_DOCUMENT SEGMENT_:

· · · · · · ·

July 25, 2014

BergDB 2014.1

I made a release of BergDB today. bergdb-2014.1.zip can be downloaded from bergdb.com.

The release is focused on stability, clean code, and an improved API. The software is getting stable. There are no known issues and 650 units tests that say it works (85 per cent code coverage). The API is getter more stable between releases and the binary database file format is not changing much.

So, in my opinion, it is now production ready for many types of development projects.

July 20, 2014

Database Mathematics

We need mathematical rigor in the theory of databases. The current situation is that we have a very weak foundation for database theory. Not even the basic concepts such as atomicity and durability have generally accepted definitions. Instead some ill-defined (yet often somewhat useful) concepts are taken for granted without clear definitions.

As mentioned before in post ACID Does Not Make Sense, the concept of ACID transactions is ill-defined. This blog also has a post (The CAP Theorem Is Not a Theorem) on the so called CAP Theorem where I agree with Mark Burgess that the so called CAP Theorem is not a theorem at all. Brewers conjecture has not been proven with mathematical rigour.

Data storage is mathematics. I believe it is possible to describe the function of modern databases in rigorous mathematical terms using existing or mostly existing mathematics. I wish I had the resources and the skills myself to develop the much needed database mathematics (or "data storage theory", "data mathematics", "database theory").

The need for more rigor is even more important now when there is a more diverse set of database products available. Yes, I do talk about the NoSQL movement. The relational model of SQL databases has a useful mathematical background. However, a decreasing subset of databases use the relational model introduced by Edgar F. Codd in 1969.

Durability could be defined using probability theory. What is the probability that we can read a value written to a database after after one second, one hour, one day, and after ten years? What is acceptable?

Atomicity would also benefit from a mathematical treatment. With global atomicity and transaction with serializable isolation level (SQL speak), the database state evolves through a sequence of distinct states. A transaction is then a mathematical function that takes the database from one state to the next. I have a draft blog entry on the different types of atomicity that are used in common database products and programming languages. We will see if and when it will be published.

· · · · · · ·

_STORED RECORDS_:
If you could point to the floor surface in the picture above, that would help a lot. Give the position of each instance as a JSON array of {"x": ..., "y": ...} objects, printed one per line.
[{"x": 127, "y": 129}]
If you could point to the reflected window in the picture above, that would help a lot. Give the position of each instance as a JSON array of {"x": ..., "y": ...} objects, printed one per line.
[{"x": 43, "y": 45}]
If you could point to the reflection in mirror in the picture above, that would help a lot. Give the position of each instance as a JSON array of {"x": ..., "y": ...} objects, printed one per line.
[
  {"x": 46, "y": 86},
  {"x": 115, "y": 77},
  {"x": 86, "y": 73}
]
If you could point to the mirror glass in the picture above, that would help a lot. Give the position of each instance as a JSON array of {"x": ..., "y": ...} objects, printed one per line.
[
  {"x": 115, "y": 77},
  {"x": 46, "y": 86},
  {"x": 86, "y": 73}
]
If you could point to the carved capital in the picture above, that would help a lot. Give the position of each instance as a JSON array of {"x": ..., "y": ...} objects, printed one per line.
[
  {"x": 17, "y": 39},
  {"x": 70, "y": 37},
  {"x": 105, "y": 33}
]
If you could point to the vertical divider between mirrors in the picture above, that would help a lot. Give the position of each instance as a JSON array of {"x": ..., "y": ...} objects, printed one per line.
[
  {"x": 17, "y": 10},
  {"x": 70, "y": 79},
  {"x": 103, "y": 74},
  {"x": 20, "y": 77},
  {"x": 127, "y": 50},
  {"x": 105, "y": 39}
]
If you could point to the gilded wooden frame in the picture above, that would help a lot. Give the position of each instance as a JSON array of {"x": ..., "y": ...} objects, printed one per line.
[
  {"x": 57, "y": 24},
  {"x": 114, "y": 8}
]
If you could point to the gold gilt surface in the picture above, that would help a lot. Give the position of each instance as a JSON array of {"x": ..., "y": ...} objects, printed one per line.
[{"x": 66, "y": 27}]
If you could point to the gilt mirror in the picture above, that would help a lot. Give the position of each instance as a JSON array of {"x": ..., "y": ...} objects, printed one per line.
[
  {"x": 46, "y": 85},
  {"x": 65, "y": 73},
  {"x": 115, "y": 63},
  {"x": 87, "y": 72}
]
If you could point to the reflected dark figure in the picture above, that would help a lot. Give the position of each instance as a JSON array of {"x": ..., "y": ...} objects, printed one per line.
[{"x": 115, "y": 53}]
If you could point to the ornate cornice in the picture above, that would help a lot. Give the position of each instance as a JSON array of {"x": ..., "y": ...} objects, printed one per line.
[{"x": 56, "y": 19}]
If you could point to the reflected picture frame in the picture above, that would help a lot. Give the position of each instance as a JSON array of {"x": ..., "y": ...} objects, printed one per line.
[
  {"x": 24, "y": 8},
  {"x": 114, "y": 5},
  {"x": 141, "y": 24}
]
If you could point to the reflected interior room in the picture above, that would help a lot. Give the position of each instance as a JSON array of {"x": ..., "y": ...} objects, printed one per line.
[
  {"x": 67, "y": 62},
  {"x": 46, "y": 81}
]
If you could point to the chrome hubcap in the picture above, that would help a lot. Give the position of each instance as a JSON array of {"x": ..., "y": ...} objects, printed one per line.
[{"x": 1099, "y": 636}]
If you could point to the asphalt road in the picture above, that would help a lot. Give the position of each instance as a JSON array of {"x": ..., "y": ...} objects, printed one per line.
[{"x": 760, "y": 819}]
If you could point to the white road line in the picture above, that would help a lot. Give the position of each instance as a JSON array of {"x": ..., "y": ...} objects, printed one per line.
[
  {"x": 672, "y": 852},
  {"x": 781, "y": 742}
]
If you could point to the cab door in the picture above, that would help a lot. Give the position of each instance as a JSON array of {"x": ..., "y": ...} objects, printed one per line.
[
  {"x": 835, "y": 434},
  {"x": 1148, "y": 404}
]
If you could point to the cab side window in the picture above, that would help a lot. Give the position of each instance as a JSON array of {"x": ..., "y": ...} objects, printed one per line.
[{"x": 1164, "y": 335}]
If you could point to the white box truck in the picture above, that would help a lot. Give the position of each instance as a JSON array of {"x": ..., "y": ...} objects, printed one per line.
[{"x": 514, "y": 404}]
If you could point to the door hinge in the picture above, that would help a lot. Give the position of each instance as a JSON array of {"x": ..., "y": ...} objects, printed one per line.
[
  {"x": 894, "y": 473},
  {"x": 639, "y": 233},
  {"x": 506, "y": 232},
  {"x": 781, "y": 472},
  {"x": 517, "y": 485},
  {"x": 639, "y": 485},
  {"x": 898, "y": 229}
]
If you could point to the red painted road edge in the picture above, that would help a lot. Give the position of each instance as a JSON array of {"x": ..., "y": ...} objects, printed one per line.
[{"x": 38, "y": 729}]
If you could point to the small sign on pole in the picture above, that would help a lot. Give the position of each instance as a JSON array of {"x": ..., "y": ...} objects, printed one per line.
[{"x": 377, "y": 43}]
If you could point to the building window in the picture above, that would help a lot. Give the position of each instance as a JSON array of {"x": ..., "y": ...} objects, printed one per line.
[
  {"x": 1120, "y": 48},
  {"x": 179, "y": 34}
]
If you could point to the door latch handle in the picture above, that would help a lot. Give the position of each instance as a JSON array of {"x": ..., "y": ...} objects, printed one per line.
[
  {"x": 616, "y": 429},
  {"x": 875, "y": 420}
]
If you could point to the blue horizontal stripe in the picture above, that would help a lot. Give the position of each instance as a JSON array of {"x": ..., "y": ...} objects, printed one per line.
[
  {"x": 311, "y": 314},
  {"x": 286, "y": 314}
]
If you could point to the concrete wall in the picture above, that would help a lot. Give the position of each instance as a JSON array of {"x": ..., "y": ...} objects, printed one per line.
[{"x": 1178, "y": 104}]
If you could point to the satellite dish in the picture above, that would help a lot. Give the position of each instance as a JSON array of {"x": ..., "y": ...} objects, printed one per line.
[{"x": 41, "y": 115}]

· · · · · · ·

_STATED PROBLEM 1_:
In the BergDB blog posts, how many unit tests does the 2014.1 release have, and what code coverage do they give?
_STATED PROBLEM 2_:
Pick up the BergDB blog posts after their final sentence and keep writing.

_WRITTEN REPLY 1_:
650 unit tests with 85 percent code coverage.

_WRITTEN REPLY 2_:
There is so much more to say and think about this. It would be interesting to get in contact with a mathematician who would be interested in making a contribution in this field. And maybe I missed something in the existing literature? Maybe there is significant work on this already?

May 8, 2014

There Is No "Now"

Let's consider a common database with distributed clients. Often we tend to think about the "current state" of the database or the "now" state. But, really, in general, there is no commonly agreed on global state that all clients would agree on.

There is no now!

Even for a centralized database running on a single server, there is no consistent current state. Clients will not observe a commonly agreed on database state "now". The observers are distributed and there is always a delay until an update has reached a client. And this delay is not deterministic. No matter how short, there is always a delay.

There can be a central consistent view of the state, but not at distributed clients / "observers". This is equivalent to the Theory of Relativity. Information travels with a finite speed. Two observers will in general observe an update at different times.

So, eventual consistency is the only consistency there ever is!

However, all observers of a centralized database can agree on a global history of the database state. If the updates are sent from the central server to the clients in a given order, the whole history of the data up to the time of the last update that has reached a client can be agreed on between all clients that have received the update. All data is old, there is no agreed on now, but the history up until the last update received, can be globally agreed on.

This is one of the reasons why databases should be append-only (called "immutable" by some) and support historic queries. They should remember the history. This is the only thing that can be globally agreed on.


The video: The Value of Values, Rich Hickley

The Special Theory of Relativity for distributed systems

January 21, 2014

NoSQL Distilled - A Good Guide in the NoSQL Jungle

The book NoSQL Distilled is a useful and compact guide when trying to navigate the NoSQL jungle out there. Read it, or at least, read this book review.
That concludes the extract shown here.